Problem to solve: Every line from the one containing "Shot-chart audit: point to every instance of the bird's tail" through the end of the listing below must be given again exactly, and nothing else; exclude pictures.
---*---
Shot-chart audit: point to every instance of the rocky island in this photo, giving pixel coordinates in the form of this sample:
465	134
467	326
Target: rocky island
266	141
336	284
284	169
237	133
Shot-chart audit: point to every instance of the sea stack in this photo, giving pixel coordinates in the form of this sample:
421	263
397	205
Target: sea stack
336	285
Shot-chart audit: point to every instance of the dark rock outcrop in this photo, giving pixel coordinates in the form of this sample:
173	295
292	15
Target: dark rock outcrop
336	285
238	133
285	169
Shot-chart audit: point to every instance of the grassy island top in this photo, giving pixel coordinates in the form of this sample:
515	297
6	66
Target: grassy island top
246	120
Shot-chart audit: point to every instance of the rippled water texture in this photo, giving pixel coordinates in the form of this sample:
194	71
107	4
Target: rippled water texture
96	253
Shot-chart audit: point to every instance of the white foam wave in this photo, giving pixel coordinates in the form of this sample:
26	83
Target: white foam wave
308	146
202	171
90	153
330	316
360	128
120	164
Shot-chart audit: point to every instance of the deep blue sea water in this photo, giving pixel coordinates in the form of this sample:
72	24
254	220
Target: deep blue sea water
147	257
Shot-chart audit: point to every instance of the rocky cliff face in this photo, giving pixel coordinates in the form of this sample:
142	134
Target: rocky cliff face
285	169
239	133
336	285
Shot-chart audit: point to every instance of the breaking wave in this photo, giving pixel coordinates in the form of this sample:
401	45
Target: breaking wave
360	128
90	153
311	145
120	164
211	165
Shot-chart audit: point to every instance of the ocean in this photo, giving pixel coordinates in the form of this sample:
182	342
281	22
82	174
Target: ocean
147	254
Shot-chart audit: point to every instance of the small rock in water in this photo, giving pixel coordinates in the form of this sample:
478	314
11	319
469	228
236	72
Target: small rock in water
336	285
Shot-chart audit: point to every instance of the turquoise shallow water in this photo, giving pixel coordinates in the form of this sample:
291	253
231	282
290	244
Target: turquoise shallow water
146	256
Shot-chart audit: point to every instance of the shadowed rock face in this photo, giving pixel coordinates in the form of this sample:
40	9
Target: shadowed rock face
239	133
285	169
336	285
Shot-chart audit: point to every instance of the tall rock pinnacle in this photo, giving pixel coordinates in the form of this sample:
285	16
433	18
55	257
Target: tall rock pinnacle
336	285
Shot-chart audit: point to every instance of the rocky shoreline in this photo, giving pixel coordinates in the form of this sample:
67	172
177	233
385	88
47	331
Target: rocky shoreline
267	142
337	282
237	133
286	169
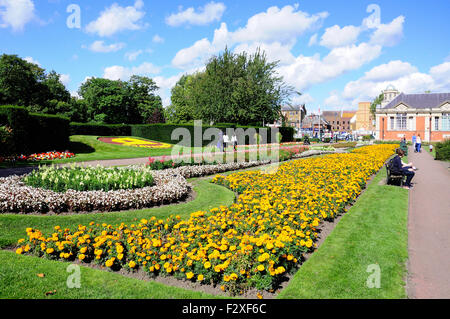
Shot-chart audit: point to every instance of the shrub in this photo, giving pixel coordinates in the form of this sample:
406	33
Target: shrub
443	150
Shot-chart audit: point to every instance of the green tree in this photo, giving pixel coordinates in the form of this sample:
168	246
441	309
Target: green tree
234	88
20	81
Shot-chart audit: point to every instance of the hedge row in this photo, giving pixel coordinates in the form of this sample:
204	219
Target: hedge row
32	132
163	132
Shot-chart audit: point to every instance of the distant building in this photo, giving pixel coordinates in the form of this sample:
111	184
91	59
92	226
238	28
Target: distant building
408	114
339	120
389	94
294	115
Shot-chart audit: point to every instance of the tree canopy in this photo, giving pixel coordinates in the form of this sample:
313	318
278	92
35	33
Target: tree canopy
103	101
234	88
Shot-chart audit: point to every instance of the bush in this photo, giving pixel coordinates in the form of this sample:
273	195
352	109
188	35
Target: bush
33	132
443	150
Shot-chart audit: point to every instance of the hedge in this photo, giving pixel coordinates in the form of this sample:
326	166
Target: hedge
33	132
163	132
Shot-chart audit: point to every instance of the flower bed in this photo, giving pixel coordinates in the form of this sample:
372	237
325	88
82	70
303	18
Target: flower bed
49	156
88	178
251	243
133	142
284	154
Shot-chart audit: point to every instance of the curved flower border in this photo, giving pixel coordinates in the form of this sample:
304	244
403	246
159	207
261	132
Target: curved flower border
170	186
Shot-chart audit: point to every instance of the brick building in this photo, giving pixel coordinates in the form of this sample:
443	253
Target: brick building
408	114
339	121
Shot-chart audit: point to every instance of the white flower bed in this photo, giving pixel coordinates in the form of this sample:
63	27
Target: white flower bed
170	186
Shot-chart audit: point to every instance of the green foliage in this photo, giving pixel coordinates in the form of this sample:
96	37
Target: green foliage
237	88
88	179
27	84
113	102
443	150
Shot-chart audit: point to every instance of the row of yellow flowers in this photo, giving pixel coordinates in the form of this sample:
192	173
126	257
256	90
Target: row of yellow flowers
251	243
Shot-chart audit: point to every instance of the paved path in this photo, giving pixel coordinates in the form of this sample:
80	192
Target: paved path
429	228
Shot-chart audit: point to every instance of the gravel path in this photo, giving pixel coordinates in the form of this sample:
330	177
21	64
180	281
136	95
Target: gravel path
429	228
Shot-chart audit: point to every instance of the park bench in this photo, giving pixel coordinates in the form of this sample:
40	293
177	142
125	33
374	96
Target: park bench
391	176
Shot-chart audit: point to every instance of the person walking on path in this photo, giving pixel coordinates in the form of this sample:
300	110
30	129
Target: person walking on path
418	144
428	230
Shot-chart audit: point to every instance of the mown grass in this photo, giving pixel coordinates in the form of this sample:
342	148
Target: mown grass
372	232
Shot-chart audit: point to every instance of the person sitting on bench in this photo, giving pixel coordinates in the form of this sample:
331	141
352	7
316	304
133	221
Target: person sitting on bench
399	167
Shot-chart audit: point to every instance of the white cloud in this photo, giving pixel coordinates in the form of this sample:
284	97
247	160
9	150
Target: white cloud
275	51
117	72
29	59
276	25
158	39
116	18
336	36
389	71
209	13
309	70
312	40
65	79
194	55
389	34
16	13
132	56
100	46
402	75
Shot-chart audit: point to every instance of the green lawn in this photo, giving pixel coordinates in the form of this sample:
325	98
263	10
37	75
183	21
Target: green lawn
372	232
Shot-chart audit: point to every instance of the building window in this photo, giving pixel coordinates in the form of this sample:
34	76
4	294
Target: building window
401	122
446	122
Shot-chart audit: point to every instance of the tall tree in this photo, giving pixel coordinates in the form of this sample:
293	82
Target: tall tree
234	88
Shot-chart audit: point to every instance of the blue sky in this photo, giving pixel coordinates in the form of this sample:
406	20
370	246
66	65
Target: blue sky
337	53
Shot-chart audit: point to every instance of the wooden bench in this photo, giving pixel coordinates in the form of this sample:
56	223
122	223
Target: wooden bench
393	176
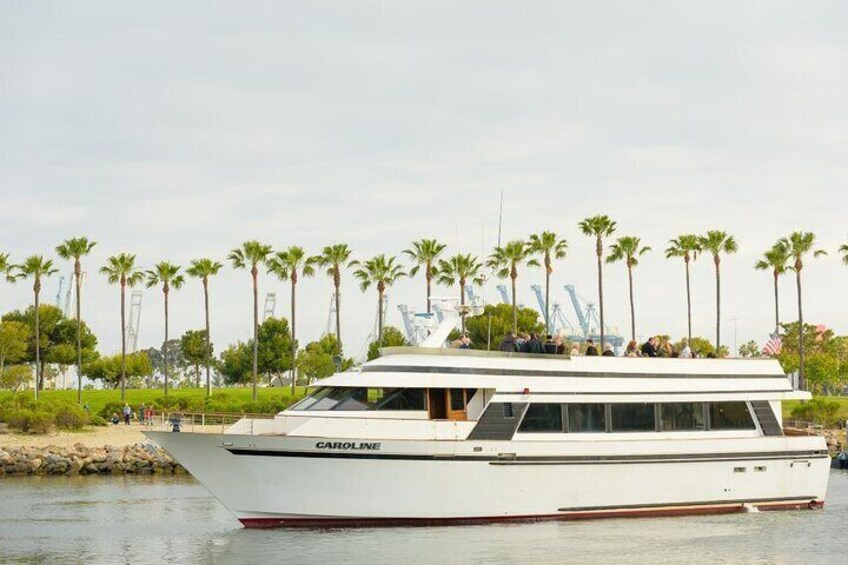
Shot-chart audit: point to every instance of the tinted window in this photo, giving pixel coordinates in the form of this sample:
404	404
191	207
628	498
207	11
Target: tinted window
542	418
632	417
682	416
730	416
402	399
457	399
586	418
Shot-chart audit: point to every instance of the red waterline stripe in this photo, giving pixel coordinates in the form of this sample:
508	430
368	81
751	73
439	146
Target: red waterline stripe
564	516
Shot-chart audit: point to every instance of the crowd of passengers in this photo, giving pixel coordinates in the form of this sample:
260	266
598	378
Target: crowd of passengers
554	345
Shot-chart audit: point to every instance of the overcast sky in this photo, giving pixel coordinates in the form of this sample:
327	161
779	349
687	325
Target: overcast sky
179	130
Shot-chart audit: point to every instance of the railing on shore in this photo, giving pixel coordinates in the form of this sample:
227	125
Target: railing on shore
199	422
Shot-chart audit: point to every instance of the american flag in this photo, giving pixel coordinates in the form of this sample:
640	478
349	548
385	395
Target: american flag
773	345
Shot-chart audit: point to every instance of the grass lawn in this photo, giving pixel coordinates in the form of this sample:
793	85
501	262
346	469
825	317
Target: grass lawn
842	412
223	400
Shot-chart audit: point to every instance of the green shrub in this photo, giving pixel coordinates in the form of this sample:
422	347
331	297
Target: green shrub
97	421
70	417
30	421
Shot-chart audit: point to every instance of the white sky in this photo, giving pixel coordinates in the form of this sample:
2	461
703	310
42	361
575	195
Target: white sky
179	130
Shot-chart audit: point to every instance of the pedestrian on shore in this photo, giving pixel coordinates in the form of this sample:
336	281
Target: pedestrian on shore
533	345
560	346
649	348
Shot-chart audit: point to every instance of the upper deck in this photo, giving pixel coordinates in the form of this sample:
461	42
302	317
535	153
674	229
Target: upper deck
517	373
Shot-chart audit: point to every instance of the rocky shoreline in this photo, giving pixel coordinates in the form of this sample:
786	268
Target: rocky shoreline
136	459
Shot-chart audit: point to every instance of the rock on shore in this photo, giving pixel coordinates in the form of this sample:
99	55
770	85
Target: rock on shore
139	458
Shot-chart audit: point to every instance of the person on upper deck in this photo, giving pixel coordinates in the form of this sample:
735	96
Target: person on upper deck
649	348
508	344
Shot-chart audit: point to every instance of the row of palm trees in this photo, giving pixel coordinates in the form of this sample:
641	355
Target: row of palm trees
383	271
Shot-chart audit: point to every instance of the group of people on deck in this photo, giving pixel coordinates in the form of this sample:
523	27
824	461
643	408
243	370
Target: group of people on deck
553	344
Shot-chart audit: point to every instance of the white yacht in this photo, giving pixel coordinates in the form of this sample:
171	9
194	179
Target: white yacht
430	435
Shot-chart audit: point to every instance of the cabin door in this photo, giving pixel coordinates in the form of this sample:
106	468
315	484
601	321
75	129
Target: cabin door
456	404
437	402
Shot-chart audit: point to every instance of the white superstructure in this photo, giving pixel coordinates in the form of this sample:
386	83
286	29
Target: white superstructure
423	436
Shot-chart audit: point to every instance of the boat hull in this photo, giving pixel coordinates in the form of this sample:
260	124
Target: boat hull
290	482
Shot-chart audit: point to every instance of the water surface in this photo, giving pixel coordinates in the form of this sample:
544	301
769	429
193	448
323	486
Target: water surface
134	519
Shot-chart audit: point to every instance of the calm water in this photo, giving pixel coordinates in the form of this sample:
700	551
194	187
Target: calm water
174	520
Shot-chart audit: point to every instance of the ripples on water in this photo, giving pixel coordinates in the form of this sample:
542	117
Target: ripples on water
175	520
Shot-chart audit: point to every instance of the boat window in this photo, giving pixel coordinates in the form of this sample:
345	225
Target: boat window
681	416
402	399
730	416
542	418
457	399
586	418
634	417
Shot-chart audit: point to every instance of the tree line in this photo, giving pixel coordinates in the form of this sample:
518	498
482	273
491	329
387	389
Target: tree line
382	271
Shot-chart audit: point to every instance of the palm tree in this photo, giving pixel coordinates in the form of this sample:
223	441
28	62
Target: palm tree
121	269
460	269
76	248
717	242
203	269
628	249
550	247
285	265
599	227
799	244
5	266
334	258
36	268
168	275
252	254
775	260
382	272
687	246
505	261
425	252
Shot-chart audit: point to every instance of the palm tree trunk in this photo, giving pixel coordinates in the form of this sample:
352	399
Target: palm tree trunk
632	306
380	317
294	340
37	344
548	301
165	345
776	306
338	318
208	339
428	276
79	334
462	303
601	296
123	342
514	309
801	383
255	333
688	304
718	306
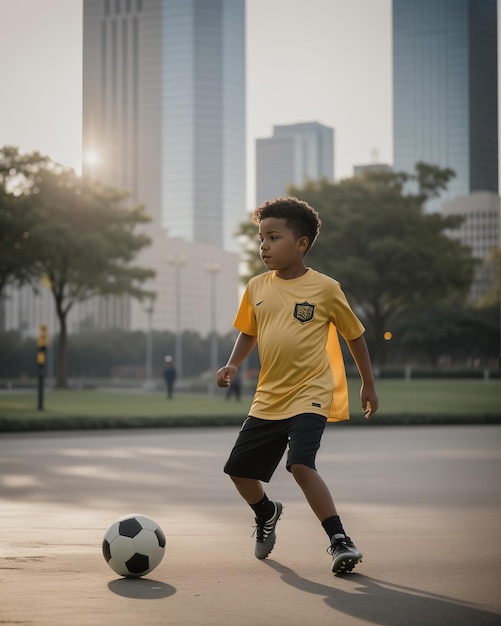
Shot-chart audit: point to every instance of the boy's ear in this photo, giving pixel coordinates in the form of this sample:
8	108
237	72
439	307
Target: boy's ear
303	243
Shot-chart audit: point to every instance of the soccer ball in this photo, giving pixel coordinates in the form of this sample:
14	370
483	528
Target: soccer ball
133	545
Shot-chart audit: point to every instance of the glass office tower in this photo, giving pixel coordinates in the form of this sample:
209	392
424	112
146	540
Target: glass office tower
164	109
294	154
445	89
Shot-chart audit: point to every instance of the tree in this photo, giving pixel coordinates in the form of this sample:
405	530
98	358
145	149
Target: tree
17	171
388	254
84	241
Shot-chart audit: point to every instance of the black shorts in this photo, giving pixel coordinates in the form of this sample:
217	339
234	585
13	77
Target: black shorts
261	444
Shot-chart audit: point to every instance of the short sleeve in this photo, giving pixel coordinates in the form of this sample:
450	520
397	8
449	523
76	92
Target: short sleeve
245	320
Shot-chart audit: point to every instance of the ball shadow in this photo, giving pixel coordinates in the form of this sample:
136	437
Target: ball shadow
141	588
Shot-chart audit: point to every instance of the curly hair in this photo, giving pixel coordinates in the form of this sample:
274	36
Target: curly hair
301	218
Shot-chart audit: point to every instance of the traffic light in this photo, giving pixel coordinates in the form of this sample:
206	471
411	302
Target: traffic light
43	336
43	342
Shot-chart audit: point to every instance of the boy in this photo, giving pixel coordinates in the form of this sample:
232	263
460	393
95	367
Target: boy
292	312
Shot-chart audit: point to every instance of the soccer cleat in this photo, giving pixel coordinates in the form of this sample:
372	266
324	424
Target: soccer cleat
265	533
345	554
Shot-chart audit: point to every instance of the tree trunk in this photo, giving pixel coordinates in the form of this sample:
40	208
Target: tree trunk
62	353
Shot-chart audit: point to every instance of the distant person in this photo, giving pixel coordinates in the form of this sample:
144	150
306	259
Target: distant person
293	313
170	375
235	389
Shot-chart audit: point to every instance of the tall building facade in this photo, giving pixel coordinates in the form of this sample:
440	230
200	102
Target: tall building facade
294	154
445	101
480	231
164	110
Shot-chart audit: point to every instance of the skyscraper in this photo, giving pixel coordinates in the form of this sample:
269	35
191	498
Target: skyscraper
294	154
164	108
445	89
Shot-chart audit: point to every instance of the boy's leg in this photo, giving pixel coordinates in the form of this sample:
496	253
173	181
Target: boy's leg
250	489
345	555
315	490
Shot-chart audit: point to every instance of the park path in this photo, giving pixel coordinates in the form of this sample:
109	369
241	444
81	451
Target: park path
423	504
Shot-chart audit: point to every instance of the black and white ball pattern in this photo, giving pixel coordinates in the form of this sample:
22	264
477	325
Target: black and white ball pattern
134	545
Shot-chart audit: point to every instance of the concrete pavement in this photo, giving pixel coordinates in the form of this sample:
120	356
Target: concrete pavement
422	503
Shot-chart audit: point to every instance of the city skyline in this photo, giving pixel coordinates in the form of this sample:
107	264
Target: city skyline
325	61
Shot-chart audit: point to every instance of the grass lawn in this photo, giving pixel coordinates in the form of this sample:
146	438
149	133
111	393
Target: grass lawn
400	401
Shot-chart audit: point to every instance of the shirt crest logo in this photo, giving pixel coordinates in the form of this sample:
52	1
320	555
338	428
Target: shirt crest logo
303	312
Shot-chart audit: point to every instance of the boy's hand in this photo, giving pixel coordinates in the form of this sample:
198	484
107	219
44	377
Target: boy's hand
370	401
225	374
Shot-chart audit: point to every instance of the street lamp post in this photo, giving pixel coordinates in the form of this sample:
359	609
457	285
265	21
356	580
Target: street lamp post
177	263
213	270
149	347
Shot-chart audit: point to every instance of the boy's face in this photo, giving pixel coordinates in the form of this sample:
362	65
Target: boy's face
280	250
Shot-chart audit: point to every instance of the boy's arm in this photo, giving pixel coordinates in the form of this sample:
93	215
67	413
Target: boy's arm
244	345
368	395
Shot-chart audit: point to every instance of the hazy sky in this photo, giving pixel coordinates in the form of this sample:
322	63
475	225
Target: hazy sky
307	60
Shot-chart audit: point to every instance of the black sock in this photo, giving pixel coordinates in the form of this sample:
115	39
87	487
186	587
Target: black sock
263	509
332	526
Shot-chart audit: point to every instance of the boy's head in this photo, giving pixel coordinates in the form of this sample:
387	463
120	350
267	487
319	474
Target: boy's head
300	217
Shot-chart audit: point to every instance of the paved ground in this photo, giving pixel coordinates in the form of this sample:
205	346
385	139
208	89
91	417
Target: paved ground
423	504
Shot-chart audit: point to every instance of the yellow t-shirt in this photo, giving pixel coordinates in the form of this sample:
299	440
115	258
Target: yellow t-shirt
295	321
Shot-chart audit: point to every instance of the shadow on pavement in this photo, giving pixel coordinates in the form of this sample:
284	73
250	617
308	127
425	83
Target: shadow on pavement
387	603
141	588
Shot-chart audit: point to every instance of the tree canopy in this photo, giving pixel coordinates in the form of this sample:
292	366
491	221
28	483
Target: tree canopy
79	237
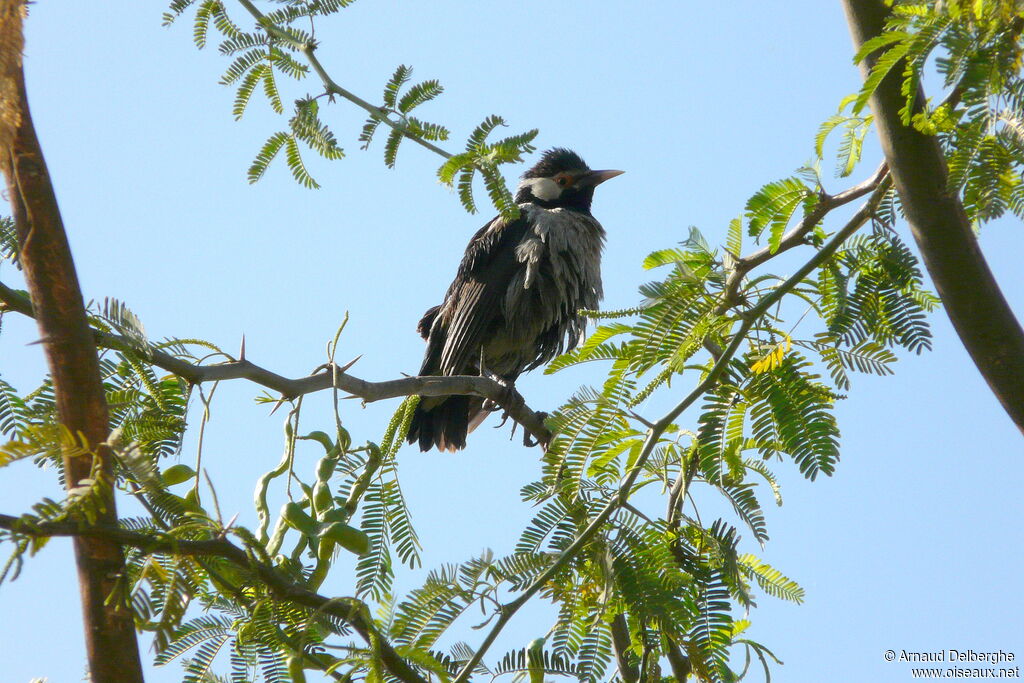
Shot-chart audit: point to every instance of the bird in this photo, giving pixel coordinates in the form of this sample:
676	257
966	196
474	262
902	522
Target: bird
515	301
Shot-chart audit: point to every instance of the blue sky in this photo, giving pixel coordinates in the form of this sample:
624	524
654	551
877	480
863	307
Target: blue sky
914	543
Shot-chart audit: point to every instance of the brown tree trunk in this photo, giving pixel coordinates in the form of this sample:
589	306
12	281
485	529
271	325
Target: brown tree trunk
49	271
970	294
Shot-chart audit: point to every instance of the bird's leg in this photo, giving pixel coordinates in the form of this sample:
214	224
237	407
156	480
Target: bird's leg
489	404
526	440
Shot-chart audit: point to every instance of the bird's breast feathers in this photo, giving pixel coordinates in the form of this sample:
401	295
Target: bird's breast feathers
569	244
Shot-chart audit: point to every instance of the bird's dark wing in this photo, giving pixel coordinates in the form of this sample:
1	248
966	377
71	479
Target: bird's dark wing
473	305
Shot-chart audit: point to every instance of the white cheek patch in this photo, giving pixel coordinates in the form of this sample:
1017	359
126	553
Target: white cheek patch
543	188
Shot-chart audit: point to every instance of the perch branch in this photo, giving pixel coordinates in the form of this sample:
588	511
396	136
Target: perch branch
510	399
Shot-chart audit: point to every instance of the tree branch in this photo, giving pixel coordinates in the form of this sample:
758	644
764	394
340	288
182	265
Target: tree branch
49	271
350	610
797	236
506	396
940	225
654	433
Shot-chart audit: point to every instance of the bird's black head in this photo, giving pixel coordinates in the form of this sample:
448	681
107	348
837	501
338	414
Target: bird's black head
561	179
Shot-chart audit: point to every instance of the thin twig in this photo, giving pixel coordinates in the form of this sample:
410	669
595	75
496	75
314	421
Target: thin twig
308	51
350	610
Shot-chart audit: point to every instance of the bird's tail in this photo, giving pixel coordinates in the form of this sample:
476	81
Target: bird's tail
445	424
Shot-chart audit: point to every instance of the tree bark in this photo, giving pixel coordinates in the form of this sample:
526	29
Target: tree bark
970	294
71	354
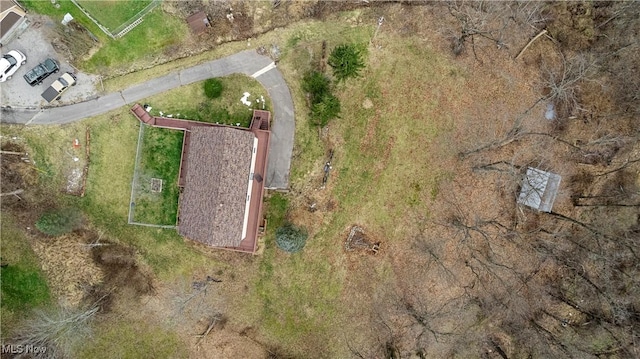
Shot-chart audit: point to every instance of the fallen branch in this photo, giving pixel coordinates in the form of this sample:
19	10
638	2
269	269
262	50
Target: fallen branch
---*---
Completed task:
Shot-chart audit: point to every instance of the bird's tail in this photo, giving pixel coordinates in the form of this sample:
476	81
Target: bird's tail
445	424
Shot-chart audit: point to every instance of the tree bark in this photo, giving pixel coordinates in the form of this sample:
526	29
Target: tree bark
970	294
71	354
Shot-chart audit: point to every instance of the fallen branch in this photo, giving pixel coordinates in the form of this sample:
19	10
638	2
269	269
262	50
Target: fallen branch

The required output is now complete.